** begin Stored data **
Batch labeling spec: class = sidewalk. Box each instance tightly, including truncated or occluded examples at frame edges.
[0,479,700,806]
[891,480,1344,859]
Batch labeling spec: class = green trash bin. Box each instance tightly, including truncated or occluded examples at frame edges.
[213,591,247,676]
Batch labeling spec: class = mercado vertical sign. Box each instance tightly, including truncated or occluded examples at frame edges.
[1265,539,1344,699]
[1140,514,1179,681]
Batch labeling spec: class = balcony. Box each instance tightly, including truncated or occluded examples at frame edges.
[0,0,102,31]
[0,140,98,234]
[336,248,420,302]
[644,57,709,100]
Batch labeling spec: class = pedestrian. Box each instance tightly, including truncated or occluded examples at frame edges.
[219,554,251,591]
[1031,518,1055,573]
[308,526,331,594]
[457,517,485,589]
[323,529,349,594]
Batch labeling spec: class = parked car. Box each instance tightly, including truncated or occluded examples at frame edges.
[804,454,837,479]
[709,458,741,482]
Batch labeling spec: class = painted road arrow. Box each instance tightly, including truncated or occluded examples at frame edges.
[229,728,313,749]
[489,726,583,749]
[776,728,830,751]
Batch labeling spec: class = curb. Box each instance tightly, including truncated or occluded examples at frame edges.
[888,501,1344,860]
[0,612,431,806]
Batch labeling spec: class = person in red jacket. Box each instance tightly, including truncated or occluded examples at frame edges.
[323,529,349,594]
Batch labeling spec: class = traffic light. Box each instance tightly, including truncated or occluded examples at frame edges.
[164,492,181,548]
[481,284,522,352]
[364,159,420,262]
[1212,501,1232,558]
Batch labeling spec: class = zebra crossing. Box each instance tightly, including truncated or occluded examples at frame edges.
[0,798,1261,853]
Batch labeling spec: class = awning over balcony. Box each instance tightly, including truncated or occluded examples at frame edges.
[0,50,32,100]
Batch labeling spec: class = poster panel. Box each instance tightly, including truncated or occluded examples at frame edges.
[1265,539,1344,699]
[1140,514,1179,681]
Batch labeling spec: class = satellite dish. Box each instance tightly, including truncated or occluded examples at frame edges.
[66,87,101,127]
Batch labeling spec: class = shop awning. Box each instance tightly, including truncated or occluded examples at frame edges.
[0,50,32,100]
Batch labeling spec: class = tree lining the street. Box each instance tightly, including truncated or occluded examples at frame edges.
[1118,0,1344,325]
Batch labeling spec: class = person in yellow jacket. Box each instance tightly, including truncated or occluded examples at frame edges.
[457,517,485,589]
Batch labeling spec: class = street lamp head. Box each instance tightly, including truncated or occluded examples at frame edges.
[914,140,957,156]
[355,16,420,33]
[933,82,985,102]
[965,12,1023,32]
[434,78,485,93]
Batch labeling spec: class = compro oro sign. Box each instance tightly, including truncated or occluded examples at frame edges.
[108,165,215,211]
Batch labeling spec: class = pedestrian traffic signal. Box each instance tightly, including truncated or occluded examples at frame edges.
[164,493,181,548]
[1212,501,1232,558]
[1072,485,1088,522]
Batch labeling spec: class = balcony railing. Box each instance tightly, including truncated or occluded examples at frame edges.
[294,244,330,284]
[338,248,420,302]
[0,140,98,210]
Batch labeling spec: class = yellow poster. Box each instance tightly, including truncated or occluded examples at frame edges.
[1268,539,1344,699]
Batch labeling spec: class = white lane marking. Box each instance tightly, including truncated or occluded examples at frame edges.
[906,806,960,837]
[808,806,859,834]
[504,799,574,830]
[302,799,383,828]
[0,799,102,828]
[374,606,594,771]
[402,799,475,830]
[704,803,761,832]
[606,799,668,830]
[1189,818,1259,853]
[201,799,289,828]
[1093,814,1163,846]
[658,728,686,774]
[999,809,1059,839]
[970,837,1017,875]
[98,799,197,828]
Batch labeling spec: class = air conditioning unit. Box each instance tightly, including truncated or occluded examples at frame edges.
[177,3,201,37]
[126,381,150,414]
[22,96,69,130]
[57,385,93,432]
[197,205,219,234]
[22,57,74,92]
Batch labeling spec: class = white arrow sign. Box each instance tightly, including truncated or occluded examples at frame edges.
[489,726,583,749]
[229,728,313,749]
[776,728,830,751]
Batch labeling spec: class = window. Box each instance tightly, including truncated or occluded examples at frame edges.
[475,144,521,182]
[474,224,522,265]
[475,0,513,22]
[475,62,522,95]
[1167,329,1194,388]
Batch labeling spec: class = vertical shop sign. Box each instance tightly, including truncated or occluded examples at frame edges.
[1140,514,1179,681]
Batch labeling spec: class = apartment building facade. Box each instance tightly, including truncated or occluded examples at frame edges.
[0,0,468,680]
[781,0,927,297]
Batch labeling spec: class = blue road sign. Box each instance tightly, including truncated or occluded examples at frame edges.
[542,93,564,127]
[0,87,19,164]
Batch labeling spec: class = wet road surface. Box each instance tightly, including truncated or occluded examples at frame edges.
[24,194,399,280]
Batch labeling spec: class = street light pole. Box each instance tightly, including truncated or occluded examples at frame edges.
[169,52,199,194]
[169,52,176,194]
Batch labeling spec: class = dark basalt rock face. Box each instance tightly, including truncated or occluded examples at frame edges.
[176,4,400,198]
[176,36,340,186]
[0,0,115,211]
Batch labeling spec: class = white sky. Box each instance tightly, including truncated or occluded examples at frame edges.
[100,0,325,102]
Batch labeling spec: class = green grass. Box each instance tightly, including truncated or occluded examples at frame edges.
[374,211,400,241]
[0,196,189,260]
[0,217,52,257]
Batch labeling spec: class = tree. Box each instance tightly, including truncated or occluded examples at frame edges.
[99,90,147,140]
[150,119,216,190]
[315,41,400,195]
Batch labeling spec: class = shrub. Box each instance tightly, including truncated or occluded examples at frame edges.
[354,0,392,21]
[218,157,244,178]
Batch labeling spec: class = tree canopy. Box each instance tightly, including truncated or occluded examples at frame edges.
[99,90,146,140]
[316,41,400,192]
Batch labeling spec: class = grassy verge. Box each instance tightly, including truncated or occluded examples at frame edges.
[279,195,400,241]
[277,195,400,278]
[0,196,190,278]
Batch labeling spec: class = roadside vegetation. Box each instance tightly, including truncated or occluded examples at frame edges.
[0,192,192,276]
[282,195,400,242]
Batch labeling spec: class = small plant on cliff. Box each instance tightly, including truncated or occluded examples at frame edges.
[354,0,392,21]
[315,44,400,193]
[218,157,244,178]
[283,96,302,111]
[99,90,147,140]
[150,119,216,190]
** end Stored data **
Problem requirements —
Copy all of the data above line for line, leaving nothing out and changing nothing.

Response to the exercise —
Batch labeling spec: class = sidewalk. Box each instance tightly, including truncated or occluded examples at frame edges.
[0,479,700,806]
[891,480,1344,859]
Batch labeling spec: class = green trash bin. Box each instance tightly, including truncated or occluded examples at frame edges.
[213,591,247,676]
Batch labeling spec: class = mercado vertical sign. Box each instance tightly, including truncated or occluded examples at frame edges.
[1265,539,1344,699]
[1140,514,1179,681]
Batch labeling spec: class = balcony. Box each instance tightly, including truncated or occluded examples at frame edges.
[0,0,102,31]
[0,140,98,234]
[336,248,420,302]
[644,57,709,100]
Batch labeling spec: class = pedestrian. Box each instance tightly, including truncated or occluded examples at frame edges.
[219,554,251,591]
[1031,518,1055,573]
[308,526,331,594]
[457,517,485,589]
[323,529,349,594]
Batch labeling spec: class = parked car. Box each instance tightly, including truncated or occluded examples at frame edges.
[804,454,837,479]
[709,458,741,482]
Batch labeling spec: class = painted road arrow. Box each instance tightly, including truncated or occluded examples at frame edges.
[229,728,313,749]
[489,726,583,749]
[776,728,830,751]
Batch labeling spec: class = curb. Box each instance tightly, including truncated or occluded examples at frame edges.
[888,501,1344,860]
[0,612,431,806]
Batch labeling spec: class = person in red jacket. Box each instance tightly, including truncated or occluded examples at frame edges.
[323,529,349,594]
Batch labeling spec: class = traffic light. Box each instance tightly, including truncated or occluded examples at frame edges.
[164,492,181,548]
[481,284,522,352]
[364,159,420,262]
[1212,501,1232,558]
Batch labeling spec: class = zebra crossing. Box each instance tightly, including truncated or occluded examples at frame edges.
[0,798,1261,853]
Batch labeling spec: class = awning over balcony. Box each instance tightly, including truncated or occluded examples at frame edges.
[0,50,32,100]
Batch labeling spec: class = poster panel. Box each instance tightly, including truncated or occluded examples at frame edges.
[1265,539,1344,699]
[1140,514,1179,681]
Batch labeling spec: class = satellite dish. Box each instance tightly, including truncated or occluded examples at frame edges.
[66,87,101,127]
Batch labeling spec: class = shop awning. Box each instance tightly, including truncated or occluded examples at frame edges.
[0,50,32,100]
Batch labeling spec: class = tree lining the street. Box each instance tightly, including truncated or occluded examples at frame edges.
[1118,0,1344,325]
Batch labeling spec: class = person in yellow jacket. Box each instance tightly, including truncated or occluded examples at frame edges.
[457,517,485,589]
Batch labeling spec: class = street lamp head. Box each instance tightly, including truncated or occluded examples at frame edges.
[914,140,957,156]
[355,16,420,33]
[933,82,985,102]
[965,12,1023,32]
[434,78,485,93]
Batch labeling spec: class = compro oro sign. Box each instance tightly, including truncated or occluded examples at frame edges.
[108,165,215,211]
Batch labeling spec: class = pedestrian traffic signal. Box each instance tightly, including truncated or occluded examples at frame edges.
[164,493,181,548]
[1212,501,1232,558]
[1072,485,1088,522]
Batch labeling spec: class = balcony railing. Box each instance tightly, including truncated or occluded examples at frame edges.
[294,244,330,284]
[338,248,420,302]
[0,140,98,210]
Batch labeling spec: class = yellow poster. Box each instance tightly, including truncated or occluded examples at frame edges.
[1268,539,1344,699]
Batch labeling spec: class = white lane marking. Box each instance tightly, including truncated or occluded examples at frame edges.
[906,806,960,837]
[808,806,859,834]
[504,799,574,830]
[302,799,383,828]
[0,799,102,828]
[374,606,594,771]
[402,799,475,830]
[704,803,761,832]
[606,799,668,830]
[1189,818,1259,853]
[201,799,289,828]
[1093,814,1163,846]
[658,728,686,774]
[999,809,1059,839]
[970,837,1017,875]
[98,799,197,828]
Batch labeling spec: class = air conditioning unit. Box each instance tightly, including truncated or occluded examples at frame edges.
[177,3,201,37]
[126,381,150,414]
[22,96,69,130]
[57,385,93,432]
[197,205,219,234]
[22,57,74,92]
Batch labeling spec: class = white arrow sign. Box each instance tightly, including truncated or occluded examples at frame edges.
[489,726,583,749]
[229,728,313,749]
[776,728,830,751]
Batch labeling spec: class = window. Box each instance tightly, including truncated or occluded examples at frame edges.
[475,144,521,182]
[474,224,522,265]
[475,0,513,22]
[475,62,522,95]
[1167,329,1194,388]
Batch labeling spec: class = vertical shop sign. Box each instance tightly, including truncated or occluded examples at frame edges.
[1140,514,1179,681]
Batch labeling spec: class = apartment building facade. Box each instance tightly, including truncated or occluded examples at frame edges.
[0,0,468,680]
[781,0,927,297]
Batch labeling spec: class = blue road sign. Box each instance tightly, including truncated or occluded examples at frame edges.
[542,93,564,127]
[0,87,19,164]
Batch labeling spec: class = wet road surface. Box each instance tightly, including truncated or occluded examples at frame edges.
[24,194,399,280]
Batch labeling spec: class = street light pole. Box each instance tightly, including truncated or occluded examples at frame edges.
[169,52,199,194]
[169,52,176,194]
Batch labeling spec: class = dark basalt rock face. Box each instance tightly, including truncated or occluded examples at frame edges.
[176,4,400,198]
[176,36,340,186]
[0,0,115,211]
Batch labeling spec: class = white sky. Box each instance tightly, including truncated or occluded examples at frame edges.
[100,0,325,102]
Batch labeling spec: class = green grass. Box each instance tightly, including truncated or occluded examples at frame edges.
[374,211,400,241]
[0,196,189,260]
[0,217,52,257]
Batch labeling spec: class = tree. Box each instance tightly, including truncated or occluded examples at frame edges.
[99,90,147,140]
[150,119,216,190]
[315,41,400,195]
Batch labeling spec: class = shrub. Box each instance tightly, including truncated or occluded examples at frame edges.
[354,0,392,21]
[218,157,244,178]
Batch labeling spec: class = tree canopy. Box each instance tightly, including truncated or occluded examples at frame edges.
[99,90,146,140]
[316,41,400,192]
Batch labeling spec: class = grassy verge. Box each instance tightly, including truncated or occluded examples at frame edges.
[279,195,400,241]
[277,195,400,278]
[0,196,190,278]
Batch labeling spec: class = roadside vegetation. Box each instance tightly, including truncated or occluded examples at frame edges.
[0,192,192,276]
[282,195,400,242]
Batch labeling spec: class = small plant on cliff. Box each instance tightly, including truncated or occluded examples at frame edges.
[354,0,392,21]
[315,44,400,193]
[218,157,244,178]
[283,96,302,111]
[99,90,147,140]
[150,119,216,190]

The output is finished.